### Scraping NLB books that I have bookmarked 

In [44]:
%load_ext autoreload
%autoreload 2

The autoreload extension is already loaded. To reload it, use:
  %reload_ext autoreload


In [45]:
from multiprocessing import Pool
from concurrent.futures import ThreadPoolExecutor

from selenium import webdriver
from selenium.webdriver.support import expected_conditions as EC
from selenium.webdriver.support.ui import WebDriverWait
from selenium.webdriver.common.by import By

from bs4 import BeautifulSoup as bs
from itertools import cycle
from glob import glob
from tqdm import tqdm
import pandas as pd
import numpy as np

import warnings
import pygsheets
import math
import time
import re
import os

In [46]:
# Some notebook configs
warnings.filterwarnings('ignore')
pd.set_option('display.max_colwidth', 1000)

In [47]:
from nlb_fun import *

### Clean files first 
- If you have ran this script before, information from each book is saved as a rtf file in your local machine. 
- To ensure that there is no overlaps, these rtf files are checked and removed everytime you re-run your script

In [48]:
file_list = glob("*.rtf")
len(file_list)

0

In [49]:
for files in file_list:
    os.remove(files)

### Go to start the scraping 

In [50]:
browser = activate_chrome_selenium_latest(have_pic=False, is_headless=True)



Current google-chrome version is 94.0.4606
Get LATEST driver version for 94.0.4606
Driver [/Users/cliff/.wdm/drivers/chromedriver/mac64/94.0.4606.61/chromedriver] found in cache


In [51]:
auth_csv_file: str = os.environ['nlb_login']

info = pd.read_csv(auth_csv_file)
account_name: str = info['values'][0]
password: str = info['values'][1]

browser = log_in_nlb(browser, account_name, password)

### Add hit to get number of page iterations needed 

In [52]:
url_link = "https://www.nlb.gov.sg/mylibrary/Bookmarks"    
browser.get(url_link)
soup = bs(browser.page_source, 'html5lib')

In [53]:
max_records = float(soup.find_all("div", text=re.compile("Showing"))[0].text.split(" ")[-2])

REQUIRED ACTIONS ->
1/ In the NLB bookmark scraping notebook, what file format is used to save each book's information on the local machine?
2/ Print, word for word, the part of the NLB bookmark scraping notebook that opens with the words containing "import warnings" and closes with "pd.set_option('display.max_colwidth', 1000)".

RECORD SET ->

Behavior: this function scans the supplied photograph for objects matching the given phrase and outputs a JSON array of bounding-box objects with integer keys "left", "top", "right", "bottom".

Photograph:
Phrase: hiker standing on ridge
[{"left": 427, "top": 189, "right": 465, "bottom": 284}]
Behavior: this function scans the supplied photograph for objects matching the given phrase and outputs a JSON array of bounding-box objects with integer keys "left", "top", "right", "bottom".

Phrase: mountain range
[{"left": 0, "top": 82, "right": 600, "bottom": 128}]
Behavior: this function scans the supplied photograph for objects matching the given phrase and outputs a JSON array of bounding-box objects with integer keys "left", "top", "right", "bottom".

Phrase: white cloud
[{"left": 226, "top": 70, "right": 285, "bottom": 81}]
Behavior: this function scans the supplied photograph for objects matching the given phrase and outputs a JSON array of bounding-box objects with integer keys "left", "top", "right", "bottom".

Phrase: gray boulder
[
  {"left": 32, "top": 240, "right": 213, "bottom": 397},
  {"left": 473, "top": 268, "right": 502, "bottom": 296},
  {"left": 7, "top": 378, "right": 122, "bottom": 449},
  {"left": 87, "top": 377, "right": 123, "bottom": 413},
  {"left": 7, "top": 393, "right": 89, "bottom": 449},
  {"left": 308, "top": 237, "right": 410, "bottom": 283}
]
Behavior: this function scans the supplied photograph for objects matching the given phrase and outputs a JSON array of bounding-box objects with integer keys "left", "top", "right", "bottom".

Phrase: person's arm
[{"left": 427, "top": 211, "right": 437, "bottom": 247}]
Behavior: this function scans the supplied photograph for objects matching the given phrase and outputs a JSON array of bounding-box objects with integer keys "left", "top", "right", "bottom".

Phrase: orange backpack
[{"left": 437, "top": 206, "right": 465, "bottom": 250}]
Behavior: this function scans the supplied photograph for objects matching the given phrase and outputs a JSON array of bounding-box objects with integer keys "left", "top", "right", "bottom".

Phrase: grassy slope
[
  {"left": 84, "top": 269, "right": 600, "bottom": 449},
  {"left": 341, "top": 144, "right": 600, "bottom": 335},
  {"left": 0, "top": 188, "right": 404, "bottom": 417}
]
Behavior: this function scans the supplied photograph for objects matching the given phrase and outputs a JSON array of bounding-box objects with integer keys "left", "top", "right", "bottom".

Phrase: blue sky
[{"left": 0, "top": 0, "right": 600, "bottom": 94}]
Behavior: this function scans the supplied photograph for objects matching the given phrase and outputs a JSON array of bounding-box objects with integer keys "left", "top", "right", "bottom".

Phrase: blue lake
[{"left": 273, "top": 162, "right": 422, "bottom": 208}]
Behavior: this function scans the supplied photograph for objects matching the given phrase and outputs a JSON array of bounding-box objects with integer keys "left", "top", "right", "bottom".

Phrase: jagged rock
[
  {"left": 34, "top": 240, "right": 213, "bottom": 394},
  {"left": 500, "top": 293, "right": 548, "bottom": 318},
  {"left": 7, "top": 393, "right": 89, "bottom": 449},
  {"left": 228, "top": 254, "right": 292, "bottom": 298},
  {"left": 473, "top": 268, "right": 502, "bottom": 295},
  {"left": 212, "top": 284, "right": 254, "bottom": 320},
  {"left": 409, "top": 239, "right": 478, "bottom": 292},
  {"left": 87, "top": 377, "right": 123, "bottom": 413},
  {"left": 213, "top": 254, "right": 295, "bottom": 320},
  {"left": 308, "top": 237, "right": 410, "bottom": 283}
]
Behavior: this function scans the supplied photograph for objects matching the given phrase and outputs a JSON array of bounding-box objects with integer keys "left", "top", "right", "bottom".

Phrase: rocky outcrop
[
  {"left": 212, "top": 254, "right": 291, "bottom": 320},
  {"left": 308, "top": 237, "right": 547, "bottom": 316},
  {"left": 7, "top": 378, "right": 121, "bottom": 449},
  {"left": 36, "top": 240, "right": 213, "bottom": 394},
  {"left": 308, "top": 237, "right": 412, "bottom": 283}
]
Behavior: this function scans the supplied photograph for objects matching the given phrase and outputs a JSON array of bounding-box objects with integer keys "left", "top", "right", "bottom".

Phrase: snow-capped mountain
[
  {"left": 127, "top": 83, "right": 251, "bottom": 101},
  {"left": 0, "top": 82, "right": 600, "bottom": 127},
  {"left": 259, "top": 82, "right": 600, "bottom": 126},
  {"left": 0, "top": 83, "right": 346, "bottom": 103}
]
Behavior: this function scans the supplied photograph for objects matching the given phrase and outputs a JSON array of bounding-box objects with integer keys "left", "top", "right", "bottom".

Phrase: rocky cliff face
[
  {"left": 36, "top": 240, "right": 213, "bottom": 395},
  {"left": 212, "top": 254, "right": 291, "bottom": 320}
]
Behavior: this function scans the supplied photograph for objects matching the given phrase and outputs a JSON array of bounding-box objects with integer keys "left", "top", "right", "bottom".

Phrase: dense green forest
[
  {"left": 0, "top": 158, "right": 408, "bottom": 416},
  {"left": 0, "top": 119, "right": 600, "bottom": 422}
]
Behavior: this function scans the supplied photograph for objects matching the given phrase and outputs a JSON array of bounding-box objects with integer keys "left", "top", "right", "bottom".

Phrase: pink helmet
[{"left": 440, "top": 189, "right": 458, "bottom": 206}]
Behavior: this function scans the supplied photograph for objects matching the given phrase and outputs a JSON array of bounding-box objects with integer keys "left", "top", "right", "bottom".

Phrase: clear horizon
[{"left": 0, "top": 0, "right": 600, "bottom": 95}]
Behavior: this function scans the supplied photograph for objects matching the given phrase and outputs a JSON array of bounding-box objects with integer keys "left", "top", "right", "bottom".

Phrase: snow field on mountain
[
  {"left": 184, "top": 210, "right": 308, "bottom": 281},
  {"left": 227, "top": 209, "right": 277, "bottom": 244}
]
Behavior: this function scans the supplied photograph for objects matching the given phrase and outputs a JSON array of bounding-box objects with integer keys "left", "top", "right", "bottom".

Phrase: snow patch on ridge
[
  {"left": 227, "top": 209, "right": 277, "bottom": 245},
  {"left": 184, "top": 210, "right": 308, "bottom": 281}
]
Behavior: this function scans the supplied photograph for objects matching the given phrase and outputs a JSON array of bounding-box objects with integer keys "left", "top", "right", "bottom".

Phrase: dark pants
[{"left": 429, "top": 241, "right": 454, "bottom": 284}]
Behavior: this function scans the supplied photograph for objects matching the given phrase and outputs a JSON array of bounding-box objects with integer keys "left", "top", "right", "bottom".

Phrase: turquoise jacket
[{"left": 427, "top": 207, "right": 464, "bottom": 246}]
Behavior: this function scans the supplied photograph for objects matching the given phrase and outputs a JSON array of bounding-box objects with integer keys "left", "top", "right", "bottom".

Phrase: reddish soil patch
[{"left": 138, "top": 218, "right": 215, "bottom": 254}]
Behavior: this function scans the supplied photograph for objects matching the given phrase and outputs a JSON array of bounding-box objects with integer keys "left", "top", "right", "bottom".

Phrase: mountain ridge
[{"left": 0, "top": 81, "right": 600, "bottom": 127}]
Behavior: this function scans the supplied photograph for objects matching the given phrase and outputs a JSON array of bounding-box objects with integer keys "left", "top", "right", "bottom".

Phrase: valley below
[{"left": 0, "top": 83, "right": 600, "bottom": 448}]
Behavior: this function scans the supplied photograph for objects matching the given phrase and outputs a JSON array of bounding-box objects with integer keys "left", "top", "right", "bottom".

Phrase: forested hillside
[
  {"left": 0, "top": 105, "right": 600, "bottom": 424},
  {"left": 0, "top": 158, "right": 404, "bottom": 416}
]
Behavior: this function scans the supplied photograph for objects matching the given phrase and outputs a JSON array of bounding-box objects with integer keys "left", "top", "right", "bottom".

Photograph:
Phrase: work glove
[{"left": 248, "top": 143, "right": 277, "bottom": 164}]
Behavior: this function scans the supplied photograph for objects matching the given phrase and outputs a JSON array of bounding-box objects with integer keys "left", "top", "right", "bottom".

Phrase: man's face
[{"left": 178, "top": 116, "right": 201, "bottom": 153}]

WRITTEN RESPONSES ->
1/ Each book's information is saved as an rtf file.

2/
import warnings
import pygsheets
import math
import time
import re
import os

In [46]:
# Some notebook configs
warnings.filterwarnings('ignore')
pd.set_option('display.max_colwidth', 1000)